RECORD LIST
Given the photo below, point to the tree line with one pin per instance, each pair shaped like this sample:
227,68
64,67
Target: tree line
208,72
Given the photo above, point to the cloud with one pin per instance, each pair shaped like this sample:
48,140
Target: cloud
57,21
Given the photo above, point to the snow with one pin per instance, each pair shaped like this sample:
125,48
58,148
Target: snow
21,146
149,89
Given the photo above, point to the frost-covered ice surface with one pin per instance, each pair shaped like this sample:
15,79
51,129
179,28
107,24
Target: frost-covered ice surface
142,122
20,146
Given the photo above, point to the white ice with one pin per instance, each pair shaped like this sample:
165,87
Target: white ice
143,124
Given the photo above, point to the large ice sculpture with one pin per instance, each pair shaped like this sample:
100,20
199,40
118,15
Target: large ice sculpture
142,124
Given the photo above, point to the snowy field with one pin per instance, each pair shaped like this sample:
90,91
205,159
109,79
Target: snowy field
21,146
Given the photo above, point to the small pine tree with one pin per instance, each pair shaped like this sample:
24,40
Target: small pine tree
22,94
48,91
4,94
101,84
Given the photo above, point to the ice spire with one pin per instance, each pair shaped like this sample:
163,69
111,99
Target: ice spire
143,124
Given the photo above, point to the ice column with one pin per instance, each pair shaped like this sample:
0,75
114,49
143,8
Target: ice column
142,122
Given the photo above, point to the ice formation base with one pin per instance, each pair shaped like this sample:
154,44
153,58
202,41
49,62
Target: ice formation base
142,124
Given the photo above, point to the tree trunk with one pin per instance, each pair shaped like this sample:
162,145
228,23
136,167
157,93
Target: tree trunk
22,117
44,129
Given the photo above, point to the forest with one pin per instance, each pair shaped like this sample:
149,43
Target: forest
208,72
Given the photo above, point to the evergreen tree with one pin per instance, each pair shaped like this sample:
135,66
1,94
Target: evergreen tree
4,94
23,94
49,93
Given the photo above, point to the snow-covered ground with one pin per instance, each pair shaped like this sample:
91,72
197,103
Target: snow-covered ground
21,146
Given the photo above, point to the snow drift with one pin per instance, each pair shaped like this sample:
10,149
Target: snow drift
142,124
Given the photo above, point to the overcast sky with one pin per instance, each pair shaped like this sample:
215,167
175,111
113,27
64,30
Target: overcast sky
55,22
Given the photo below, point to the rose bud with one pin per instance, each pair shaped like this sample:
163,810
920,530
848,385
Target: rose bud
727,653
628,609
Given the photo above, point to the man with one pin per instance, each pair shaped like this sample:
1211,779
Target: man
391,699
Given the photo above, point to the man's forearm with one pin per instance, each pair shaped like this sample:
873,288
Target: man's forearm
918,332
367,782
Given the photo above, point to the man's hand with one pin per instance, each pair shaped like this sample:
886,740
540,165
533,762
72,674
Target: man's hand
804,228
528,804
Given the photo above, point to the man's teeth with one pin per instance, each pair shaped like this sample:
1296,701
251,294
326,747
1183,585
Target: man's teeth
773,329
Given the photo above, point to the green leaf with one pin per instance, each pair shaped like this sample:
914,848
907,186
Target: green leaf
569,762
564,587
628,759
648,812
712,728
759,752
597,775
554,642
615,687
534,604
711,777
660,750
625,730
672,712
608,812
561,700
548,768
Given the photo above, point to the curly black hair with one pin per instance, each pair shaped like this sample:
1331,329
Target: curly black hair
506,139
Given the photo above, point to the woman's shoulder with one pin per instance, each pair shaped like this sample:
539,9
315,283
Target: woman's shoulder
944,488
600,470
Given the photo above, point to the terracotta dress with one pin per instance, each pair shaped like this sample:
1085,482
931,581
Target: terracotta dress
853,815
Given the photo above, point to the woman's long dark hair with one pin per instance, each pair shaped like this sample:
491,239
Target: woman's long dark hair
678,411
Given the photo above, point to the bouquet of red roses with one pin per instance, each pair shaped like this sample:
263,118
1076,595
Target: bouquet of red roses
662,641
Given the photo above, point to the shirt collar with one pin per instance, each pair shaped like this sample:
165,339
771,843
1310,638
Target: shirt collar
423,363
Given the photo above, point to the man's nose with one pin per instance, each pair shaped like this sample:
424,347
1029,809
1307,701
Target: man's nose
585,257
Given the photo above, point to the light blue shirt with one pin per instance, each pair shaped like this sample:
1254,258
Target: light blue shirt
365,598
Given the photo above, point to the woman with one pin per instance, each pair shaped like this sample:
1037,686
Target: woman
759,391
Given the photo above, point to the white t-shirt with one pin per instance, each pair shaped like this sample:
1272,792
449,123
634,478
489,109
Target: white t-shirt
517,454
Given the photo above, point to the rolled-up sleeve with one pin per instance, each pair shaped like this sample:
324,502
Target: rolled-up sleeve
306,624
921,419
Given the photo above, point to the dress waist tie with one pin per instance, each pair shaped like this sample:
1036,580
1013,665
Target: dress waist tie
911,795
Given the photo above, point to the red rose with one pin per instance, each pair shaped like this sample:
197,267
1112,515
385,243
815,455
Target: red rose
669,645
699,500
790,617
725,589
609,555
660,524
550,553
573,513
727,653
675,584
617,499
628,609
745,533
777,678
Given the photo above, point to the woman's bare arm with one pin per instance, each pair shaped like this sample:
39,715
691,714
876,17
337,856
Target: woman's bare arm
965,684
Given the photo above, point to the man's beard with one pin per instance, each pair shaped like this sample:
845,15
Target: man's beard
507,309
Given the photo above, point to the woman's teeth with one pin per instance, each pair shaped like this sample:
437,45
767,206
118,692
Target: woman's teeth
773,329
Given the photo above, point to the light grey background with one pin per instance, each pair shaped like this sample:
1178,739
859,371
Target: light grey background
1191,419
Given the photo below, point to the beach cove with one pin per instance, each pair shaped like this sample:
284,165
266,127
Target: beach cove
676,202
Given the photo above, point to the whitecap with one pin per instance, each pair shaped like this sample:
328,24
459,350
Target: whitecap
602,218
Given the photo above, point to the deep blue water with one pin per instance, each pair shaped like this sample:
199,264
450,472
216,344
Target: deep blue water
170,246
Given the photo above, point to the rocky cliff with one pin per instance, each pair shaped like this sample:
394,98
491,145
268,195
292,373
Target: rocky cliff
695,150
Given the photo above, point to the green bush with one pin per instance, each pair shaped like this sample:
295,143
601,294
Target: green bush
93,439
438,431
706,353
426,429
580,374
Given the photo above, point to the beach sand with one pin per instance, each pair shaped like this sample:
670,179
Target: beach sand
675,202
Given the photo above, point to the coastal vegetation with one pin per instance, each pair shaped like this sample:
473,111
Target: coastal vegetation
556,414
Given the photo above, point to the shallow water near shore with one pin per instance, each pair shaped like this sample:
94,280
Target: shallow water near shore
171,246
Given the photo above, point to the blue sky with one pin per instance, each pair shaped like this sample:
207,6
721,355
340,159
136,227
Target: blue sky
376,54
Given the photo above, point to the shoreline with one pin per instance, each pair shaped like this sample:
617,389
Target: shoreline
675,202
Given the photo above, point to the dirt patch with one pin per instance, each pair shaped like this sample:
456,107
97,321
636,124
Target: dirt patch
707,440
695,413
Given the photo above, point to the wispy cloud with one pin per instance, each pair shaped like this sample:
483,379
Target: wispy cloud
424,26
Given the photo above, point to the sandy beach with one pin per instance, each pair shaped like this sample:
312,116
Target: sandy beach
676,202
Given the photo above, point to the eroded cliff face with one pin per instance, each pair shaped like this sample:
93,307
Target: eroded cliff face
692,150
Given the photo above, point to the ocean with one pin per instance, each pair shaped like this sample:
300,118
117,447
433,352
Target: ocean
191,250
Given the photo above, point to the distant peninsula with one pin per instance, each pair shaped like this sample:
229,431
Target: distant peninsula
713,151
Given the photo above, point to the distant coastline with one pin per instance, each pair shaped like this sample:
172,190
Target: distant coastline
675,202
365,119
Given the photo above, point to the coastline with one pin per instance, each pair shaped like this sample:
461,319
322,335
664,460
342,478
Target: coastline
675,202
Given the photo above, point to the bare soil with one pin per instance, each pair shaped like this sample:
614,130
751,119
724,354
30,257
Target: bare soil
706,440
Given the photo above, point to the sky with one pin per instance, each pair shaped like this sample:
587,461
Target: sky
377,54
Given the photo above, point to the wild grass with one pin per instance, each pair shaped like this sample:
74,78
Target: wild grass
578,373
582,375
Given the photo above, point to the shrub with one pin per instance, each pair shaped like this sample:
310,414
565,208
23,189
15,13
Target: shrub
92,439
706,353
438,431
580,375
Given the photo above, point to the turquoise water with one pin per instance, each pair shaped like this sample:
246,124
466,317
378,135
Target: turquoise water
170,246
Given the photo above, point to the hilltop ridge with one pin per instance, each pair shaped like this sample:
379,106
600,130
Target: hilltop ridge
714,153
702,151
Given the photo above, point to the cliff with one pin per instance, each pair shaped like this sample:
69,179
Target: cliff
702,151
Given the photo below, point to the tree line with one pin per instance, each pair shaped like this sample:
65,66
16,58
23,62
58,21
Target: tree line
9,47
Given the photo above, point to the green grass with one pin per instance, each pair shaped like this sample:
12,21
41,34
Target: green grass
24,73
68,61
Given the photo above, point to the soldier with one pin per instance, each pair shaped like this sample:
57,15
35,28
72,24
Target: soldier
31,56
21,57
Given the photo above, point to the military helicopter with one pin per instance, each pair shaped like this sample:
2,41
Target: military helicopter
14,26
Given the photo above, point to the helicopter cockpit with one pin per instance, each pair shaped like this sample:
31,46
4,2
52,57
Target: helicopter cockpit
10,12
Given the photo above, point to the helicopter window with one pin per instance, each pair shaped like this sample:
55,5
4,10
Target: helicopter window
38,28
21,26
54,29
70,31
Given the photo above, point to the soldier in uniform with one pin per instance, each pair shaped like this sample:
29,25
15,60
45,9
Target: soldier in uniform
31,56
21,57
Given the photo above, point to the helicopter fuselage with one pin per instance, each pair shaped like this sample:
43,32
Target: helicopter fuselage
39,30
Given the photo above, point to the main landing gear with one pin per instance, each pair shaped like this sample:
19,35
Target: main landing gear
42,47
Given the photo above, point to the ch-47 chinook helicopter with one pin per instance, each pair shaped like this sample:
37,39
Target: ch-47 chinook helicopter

REQUIREMENT
Please copy everything from the line containing "Given the photo above, point to the military" down to the end of the material, swapping "helicopter" for "aircraft" and leaving all else unchanged.

THE RESPONSE
Given the photo above, point to the military aircraft with one pin per instance, each pair shaped like this sample:
2,41
Target: military aircraft
14,26
Given the photo above, point to the aircraft cockpit with one pin per instance, each pair shaped like this sample:
31,46
4,2
52,57
Target: aircraft cockpit
10,12
Given the photo above, point to the aircraft window with one pin per instance, each pair shaped like this sample:
55,5
4,10
Target: aircraft window
38,28
21,26
54,29
70,31
Given the photo above, point to the soldier in uniform with one pin per instance, each pair shaped like this sample:
29,25
15,60
45,9
Target: soldier in uniform
31,56
21,57
Given the photo above, point to the aircraft fuselage with one pin per instance, each pair shaped like this sample:
43,32
Target: aircraft fuselage
39,30
Given the photo above, point to the main landing gear with one pin per instance, each pair shaped like this sample:
19,35
Target: main landing gear
42,47
Given the photo above, point to the ch-47 chinook aircraft with one pin per instance, each pair shaped like this sample:
37,39
Target: ch-47 chinook aircraft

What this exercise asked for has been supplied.